# Task statement
Pull every line with the word "sand" out of the entries below.

# Material provided
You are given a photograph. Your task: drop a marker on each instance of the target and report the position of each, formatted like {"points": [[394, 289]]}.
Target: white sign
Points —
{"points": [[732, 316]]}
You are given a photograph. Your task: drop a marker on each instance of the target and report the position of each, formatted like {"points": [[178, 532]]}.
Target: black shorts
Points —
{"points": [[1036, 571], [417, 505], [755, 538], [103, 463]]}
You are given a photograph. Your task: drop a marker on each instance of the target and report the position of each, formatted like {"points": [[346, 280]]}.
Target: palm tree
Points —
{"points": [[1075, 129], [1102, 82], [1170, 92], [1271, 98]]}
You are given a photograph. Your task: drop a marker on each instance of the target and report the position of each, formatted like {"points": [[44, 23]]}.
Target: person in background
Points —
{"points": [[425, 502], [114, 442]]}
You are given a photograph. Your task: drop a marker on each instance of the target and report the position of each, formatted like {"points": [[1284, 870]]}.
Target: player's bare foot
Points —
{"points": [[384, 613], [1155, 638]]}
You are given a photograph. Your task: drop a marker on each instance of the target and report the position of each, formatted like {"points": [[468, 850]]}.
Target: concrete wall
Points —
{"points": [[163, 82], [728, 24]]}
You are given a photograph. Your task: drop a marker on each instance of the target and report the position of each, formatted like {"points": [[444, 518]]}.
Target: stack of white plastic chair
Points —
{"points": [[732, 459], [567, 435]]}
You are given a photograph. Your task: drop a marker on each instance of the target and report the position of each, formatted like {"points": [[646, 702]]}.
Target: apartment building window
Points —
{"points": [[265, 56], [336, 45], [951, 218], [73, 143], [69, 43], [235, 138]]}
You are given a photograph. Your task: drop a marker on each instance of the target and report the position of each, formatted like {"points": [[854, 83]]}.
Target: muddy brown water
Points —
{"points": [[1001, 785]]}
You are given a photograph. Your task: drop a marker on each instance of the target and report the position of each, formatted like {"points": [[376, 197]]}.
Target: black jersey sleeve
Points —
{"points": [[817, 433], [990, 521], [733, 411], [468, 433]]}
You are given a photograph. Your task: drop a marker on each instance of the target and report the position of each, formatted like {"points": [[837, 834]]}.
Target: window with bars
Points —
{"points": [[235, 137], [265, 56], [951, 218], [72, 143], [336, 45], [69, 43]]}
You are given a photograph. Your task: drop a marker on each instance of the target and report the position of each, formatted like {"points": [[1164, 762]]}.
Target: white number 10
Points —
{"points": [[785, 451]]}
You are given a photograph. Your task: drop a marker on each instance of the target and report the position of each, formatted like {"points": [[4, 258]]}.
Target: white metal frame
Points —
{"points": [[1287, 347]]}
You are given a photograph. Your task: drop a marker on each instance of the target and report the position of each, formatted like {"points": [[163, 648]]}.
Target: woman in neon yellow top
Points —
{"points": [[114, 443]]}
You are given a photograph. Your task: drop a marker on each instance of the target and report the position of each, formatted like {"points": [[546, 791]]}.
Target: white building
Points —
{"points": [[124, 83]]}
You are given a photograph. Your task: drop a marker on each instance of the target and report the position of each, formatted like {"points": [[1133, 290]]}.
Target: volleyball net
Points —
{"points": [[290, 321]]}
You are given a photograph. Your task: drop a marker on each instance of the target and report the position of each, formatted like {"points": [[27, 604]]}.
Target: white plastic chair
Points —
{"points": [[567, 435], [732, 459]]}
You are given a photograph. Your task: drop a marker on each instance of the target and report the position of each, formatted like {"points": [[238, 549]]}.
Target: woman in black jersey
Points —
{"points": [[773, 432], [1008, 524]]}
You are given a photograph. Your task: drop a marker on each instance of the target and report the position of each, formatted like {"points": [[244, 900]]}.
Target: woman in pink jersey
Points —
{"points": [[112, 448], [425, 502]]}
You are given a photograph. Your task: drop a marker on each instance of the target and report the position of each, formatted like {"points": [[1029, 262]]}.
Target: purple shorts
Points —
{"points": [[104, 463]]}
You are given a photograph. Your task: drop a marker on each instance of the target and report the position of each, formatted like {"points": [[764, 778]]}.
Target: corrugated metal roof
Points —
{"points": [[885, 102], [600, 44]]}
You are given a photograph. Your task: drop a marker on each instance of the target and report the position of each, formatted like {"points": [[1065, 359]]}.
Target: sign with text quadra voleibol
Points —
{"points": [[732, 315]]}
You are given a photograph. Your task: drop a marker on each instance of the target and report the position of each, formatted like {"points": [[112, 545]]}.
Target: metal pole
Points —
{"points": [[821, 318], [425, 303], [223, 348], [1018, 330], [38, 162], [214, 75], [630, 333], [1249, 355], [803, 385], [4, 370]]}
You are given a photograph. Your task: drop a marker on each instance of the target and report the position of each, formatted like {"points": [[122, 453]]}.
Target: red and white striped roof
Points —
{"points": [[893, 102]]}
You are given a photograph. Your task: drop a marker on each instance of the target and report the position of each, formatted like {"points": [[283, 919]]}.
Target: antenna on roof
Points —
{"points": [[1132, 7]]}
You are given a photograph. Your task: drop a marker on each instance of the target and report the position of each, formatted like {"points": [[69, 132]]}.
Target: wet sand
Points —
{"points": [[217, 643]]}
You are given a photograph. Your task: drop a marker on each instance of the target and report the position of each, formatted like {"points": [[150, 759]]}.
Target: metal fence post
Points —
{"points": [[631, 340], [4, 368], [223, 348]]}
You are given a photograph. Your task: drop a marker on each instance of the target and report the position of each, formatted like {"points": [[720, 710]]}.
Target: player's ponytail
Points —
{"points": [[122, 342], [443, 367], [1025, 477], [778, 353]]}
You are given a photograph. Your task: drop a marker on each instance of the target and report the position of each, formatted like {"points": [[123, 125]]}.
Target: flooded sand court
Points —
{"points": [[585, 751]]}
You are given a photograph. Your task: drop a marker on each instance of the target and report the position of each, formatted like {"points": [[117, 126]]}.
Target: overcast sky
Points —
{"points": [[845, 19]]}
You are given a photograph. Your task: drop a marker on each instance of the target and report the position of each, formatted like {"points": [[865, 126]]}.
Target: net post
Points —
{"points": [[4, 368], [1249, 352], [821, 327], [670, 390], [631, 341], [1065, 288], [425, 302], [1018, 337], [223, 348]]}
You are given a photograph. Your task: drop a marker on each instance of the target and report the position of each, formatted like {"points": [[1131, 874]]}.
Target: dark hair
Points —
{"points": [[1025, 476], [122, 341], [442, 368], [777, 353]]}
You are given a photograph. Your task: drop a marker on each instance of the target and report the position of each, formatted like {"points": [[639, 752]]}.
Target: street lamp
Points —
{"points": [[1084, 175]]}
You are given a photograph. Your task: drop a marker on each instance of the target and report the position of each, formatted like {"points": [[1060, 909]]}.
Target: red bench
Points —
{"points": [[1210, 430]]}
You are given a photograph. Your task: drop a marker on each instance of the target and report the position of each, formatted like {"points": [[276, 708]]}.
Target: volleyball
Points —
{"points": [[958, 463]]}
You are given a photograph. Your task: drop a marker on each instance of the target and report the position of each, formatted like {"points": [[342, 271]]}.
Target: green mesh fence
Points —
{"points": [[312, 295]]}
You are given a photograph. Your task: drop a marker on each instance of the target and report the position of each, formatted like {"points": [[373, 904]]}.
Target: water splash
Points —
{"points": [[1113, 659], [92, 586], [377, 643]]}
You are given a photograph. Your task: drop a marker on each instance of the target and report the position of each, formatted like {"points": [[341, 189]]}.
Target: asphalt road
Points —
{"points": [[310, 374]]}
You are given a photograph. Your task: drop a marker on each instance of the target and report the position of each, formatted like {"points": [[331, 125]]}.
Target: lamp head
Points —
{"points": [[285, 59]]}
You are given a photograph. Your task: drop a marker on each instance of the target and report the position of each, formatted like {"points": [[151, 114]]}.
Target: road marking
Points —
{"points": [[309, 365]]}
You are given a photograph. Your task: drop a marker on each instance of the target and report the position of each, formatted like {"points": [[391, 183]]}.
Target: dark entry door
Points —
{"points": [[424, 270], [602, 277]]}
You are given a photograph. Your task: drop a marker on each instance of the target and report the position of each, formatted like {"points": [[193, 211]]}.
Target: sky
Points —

# Response area
Target: wet sand
Target: flooded sand court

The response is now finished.